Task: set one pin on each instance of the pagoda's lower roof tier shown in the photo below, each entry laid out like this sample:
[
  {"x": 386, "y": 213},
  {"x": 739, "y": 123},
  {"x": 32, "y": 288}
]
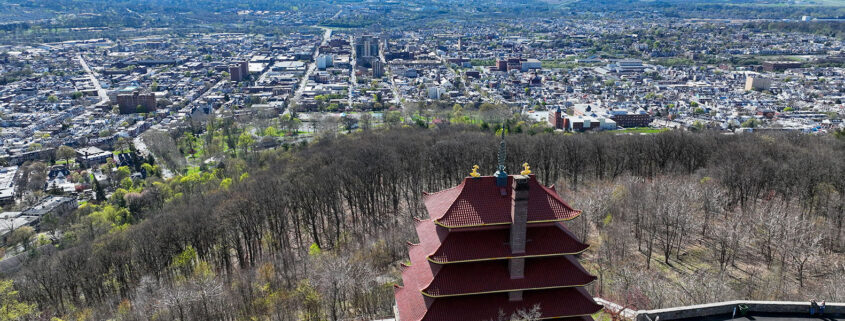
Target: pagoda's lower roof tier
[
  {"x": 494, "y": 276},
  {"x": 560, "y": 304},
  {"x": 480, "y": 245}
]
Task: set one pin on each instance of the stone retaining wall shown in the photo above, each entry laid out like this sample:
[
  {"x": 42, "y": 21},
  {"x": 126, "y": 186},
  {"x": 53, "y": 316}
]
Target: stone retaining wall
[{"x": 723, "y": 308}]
__________________________________________________
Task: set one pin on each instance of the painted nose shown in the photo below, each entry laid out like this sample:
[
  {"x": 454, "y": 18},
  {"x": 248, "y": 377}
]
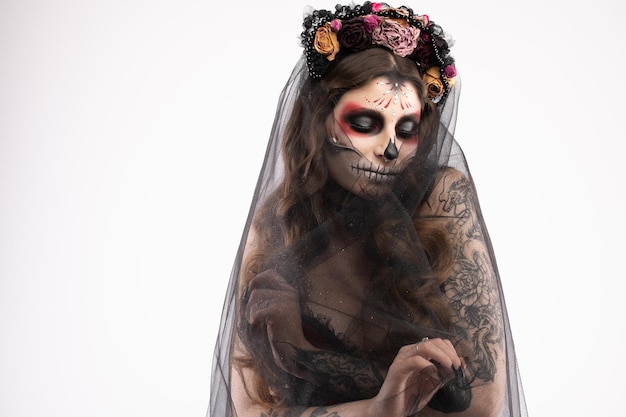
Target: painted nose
__________________________________________________
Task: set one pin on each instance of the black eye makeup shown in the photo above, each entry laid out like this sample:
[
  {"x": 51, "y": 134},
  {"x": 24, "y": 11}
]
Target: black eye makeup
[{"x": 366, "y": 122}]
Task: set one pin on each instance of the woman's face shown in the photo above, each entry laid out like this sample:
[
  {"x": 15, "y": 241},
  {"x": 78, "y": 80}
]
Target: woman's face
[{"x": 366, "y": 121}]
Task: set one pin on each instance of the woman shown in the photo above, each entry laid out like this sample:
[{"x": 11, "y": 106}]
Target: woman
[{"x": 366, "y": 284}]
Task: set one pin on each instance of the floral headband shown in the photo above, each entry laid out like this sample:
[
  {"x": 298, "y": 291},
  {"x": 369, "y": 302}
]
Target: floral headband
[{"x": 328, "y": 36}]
__________________________________________________
Exercise:
Go through the listing above. Show each line where the word "this" is found.

Expected output:
Task: set one pin on each instance of the pagoda's lower roof tier shown in the photo below, each entry laid out like this sample:
Task: set one pin on each instance of the stone retaining wall shown in the photo above, each entry laid out like this sample:
Task: set one pin on each instance of the painted nose shown in the photo below, each entry laid out like this sample:
Task: set one pin on each instance of the black eye makeup shown in the photo above, each entry laid out like this sample:
Task: set one pin on each instance of the woman's face shown in the photo above, each entry laid out like this sample:
Task: set one pin on each instance of the woman shown in the photo above, each entry laid out like this sample:
Task: set one pin on each instance of the floral headband shown in the photo above, each entry laid out like this sample:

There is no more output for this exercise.